◆ The task
Rescale the point coordinates in the lines below, from the line with "Where can the man in white" up to and including the line with "Where can the person walking". Multiply each coordinate value by 0.9, round it to a whole number with halves rounded up, and give back only that span of lines in full with all other text unchanged.
++++ Data supplied
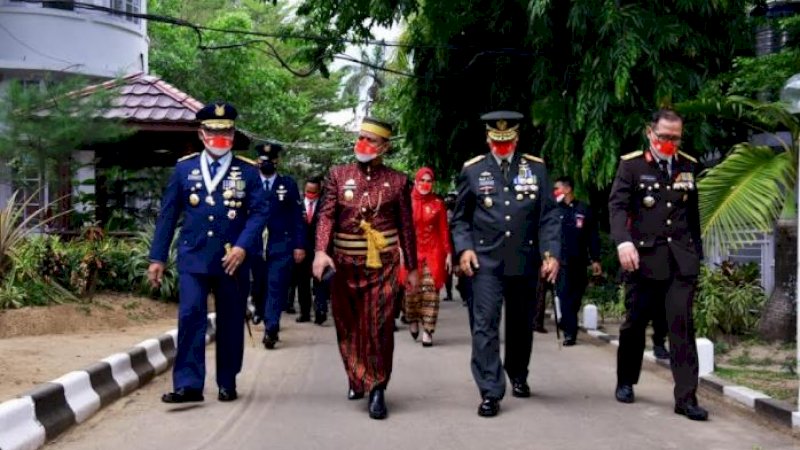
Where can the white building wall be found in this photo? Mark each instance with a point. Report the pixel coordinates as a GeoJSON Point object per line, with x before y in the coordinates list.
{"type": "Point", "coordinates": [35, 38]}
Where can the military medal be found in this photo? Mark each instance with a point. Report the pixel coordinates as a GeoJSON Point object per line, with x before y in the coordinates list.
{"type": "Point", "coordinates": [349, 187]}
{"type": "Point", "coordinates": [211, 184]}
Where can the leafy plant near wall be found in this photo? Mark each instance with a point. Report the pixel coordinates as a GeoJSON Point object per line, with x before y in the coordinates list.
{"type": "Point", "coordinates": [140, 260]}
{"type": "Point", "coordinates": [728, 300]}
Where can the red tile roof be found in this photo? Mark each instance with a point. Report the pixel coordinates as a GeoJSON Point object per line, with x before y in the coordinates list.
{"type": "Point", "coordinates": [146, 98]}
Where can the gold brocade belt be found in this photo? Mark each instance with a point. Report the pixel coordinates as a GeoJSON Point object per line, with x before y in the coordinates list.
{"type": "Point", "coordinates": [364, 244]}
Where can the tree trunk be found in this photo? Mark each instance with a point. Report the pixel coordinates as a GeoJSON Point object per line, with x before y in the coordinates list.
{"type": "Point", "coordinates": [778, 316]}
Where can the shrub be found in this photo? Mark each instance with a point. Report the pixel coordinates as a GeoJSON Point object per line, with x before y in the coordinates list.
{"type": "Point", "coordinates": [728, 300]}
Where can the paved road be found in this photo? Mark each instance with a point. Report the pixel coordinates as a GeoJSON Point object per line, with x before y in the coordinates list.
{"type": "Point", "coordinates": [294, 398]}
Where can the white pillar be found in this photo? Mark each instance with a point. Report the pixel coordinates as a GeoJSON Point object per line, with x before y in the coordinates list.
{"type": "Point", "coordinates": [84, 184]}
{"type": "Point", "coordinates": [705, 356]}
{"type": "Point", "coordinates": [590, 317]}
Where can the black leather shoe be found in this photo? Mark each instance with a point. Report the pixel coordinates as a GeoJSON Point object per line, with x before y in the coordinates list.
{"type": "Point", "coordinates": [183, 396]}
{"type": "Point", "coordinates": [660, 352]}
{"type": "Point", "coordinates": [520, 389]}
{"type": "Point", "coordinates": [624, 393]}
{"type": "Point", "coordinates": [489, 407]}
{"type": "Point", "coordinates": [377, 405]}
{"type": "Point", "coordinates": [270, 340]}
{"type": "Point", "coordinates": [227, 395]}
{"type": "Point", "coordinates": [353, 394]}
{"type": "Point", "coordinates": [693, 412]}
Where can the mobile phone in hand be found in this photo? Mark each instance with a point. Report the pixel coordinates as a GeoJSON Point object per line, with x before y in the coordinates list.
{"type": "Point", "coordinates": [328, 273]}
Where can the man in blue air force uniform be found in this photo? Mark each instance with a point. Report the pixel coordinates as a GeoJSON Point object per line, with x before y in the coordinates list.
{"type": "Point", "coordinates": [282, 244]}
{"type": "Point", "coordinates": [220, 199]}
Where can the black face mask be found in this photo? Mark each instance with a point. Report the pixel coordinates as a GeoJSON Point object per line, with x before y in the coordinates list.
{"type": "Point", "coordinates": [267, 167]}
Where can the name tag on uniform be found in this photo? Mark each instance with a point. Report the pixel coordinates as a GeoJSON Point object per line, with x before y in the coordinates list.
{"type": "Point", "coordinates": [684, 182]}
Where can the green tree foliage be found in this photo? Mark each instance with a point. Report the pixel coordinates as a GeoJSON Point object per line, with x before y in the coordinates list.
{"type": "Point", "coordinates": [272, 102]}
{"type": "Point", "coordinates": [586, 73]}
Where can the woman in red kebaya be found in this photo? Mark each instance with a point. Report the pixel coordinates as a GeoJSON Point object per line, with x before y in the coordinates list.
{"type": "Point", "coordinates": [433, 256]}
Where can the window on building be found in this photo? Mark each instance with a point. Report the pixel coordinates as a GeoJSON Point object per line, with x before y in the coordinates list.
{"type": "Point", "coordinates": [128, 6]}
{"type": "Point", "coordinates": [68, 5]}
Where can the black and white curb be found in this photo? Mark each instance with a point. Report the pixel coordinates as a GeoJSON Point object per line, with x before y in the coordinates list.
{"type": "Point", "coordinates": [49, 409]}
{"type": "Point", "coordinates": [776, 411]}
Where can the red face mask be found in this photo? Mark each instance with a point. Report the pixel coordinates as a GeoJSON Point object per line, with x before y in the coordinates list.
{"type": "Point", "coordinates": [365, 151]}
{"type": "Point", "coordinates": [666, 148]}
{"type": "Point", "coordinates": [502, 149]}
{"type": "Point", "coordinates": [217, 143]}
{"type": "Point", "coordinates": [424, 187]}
++++++++
++++ Data supplied
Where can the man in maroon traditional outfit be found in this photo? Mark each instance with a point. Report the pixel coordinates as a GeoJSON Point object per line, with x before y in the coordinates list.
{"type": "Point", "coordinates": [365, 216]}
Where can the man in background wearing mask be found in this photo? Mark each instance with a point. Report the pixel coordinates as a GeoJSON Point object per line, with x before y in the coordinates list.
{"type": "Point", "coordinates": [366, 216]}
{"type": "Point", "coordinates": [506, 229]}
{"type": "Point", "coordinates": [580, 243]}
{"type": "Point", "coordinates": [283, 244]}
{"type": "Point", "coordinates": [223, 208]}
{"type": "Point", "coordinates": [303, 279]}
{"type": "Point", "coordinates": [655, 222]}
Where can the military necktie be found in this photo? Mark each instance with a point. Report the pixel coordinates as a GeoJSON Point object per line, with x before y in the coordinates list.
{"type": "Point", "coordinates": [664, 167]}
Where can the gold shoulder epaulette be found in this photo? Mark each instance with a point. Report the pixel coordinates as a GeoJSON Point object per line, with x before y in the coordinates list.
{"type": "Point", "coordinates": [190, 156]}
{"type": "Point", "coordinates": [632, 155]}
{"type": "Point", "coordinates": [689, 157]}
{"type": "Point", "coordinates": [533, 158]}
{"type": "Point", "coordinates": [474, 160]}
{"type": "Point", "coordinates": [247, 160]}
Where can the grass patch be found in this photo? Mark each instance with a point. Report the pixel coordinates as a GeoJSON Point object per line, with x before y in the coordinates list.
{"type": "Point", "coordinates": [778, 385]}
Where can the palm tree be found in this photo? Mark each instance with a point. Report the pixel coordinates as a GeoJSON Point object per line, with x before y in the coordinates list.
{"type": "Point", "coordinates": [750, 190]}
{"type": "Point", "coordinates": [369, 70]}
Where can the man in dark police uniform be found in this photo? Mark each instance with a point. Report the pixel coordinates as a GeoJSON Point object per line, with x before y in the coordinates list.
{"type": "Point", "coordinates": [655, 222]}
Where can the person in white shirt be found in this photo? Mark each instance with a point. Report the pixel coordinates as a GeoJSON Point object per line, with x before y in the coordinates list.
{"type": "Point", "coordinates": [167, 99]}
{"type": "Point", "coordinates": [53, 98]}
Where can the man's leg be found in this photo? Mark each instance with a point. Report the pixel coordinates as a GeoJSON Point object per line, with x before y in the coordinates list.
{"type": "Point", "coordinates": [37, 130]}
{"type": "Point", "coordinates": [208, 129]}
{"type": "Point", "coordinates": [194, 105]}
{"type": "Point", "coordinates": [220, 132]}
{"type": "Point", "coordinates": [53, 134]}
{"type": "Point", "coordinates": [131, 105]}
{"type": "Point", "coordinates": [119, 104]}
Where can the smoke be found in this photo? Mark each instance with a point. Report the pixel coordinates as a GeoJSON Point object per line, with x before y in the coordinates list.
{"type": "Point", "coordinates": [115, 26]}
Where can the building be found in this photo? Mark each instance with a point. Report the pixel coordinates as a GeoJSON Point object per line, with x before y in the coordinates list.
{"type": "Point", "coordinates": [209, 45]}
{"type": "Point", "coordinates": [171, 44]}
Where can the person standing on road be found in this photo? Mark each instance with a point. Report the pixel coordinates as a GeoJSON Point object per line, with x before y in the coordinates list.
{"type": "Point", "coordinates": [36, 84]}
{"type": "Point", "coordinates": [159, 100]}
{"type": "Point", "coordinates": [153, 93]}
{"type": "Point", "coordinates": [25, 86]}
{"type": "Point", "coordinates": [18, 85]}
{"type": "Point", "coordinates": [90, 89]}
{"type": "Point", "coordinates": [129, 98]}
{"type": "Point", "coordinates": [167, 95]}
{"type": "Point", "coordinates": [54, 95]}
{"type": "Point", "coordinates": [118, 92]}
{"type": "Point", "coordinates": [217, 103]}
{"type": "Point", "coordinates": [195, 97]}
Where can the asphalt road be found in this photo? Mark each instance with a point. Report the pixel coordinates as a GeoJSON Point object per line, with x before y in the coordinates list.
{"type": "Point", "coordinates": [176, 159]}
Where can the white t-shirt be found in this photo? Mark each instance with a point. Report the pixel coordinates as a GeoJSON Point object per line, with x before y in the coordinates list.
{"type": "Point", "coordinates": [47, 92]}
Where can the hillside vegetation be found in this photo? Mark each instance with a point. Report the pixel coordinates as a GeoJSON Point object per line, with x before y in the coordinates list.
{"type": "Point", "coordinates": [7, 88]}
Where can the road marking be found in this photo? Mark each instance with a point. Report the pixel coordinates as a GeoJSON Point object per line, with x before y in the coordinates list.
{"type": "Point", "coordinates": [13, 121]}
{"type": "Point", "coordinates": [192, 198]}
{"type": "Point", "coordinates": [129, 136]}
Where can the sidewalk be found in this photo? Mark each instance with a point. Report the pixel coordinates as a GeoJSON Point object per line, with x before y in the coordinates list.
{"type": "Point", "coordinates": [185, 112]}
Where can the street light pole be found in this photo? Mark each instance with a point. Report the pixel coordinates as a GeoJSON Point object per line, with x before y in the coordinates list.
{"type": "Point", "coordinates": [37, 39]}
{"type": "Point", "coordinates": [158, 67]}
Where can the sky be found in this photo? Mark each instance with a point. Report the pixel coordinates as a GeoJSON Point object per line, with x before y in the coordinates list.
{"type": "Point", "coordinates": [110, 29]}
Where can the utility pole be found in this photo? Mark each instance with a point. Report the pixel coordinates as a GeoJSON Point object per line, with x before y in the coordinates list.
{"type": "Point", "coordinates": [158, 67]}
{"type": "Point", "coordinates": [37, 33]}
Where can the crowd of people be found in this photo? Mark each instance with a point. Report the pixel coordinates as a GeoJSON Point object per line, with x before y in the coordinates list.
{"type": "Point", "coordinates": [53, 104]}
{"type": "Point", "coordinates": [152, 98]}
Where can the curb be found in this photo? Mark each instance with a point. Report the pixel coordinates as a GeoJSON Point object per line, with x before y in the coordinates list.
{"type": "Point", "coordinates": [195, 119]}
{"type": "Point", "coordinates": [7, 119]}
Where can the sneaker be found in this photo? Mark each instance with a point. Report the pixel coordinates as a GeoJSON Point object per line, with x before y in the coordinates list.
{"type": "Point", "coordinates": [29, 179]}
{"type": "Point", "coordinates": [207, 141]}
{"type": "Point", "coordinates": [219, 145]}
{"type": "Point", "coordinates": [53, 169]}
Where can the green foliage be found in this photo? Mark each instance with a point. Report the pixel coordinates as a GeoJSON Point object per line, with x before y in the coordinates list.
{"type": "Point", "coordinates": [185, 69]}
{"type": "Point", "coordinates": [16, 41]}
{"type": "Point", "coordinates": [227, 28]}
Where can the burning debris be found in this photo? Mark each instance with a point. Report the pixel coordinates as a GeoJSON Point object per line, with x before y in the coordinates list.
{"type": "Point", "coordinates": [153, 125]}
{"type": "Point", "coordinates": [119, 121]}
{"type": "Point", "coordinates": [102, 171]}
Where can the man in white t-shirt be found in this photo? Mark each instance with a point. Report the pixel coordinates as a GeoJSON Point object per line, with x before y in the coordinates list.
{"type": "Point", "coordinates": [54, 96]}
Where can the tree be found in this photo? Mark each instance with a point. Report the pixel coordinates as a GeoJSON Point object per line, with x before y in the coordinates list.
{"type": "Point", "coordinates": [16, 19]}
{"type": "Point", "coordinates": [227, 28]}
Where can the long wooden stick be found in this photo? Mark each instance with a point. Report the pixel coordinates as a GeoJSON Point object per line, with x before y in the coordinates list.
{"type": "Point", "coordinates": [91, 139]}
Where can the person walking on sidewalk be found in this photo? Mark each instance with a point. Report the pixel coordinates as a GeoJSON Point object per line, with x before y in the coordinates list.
++++++++
◆ Solved exercise
Where can the man in white t-shirt be found in this photo? Mark each instance with a point. Report the pixel coordinates as a GeoJSON Point object per line, with x before y in the coordinates list.
{"type": "Point", "coordinates": [49, 86]}
Where can the tree be found in this photo? Mark each instance with a point. Report the pixel coordinates as a GeoJSON Point object per line, with x before y in the coordinates list.
{"type": "Point", "coordinates": [14, 17]}
{"type": "Point", "coordinates": [204, 25]}
Where can the long wooden stick be found in this photo? Mark each instance with a point. Report the pixel coordinates as a GeoJSON Point object per line, with x before y in the coordinates list.
{"type": "Point", "coordinates": [82, 125]}
Where can the person walking on sidewalk be found in this photo? Mark each instance with a point. Report the pixel coordinates as a GeoJSON Point object per line, with x before y in the coordinates list.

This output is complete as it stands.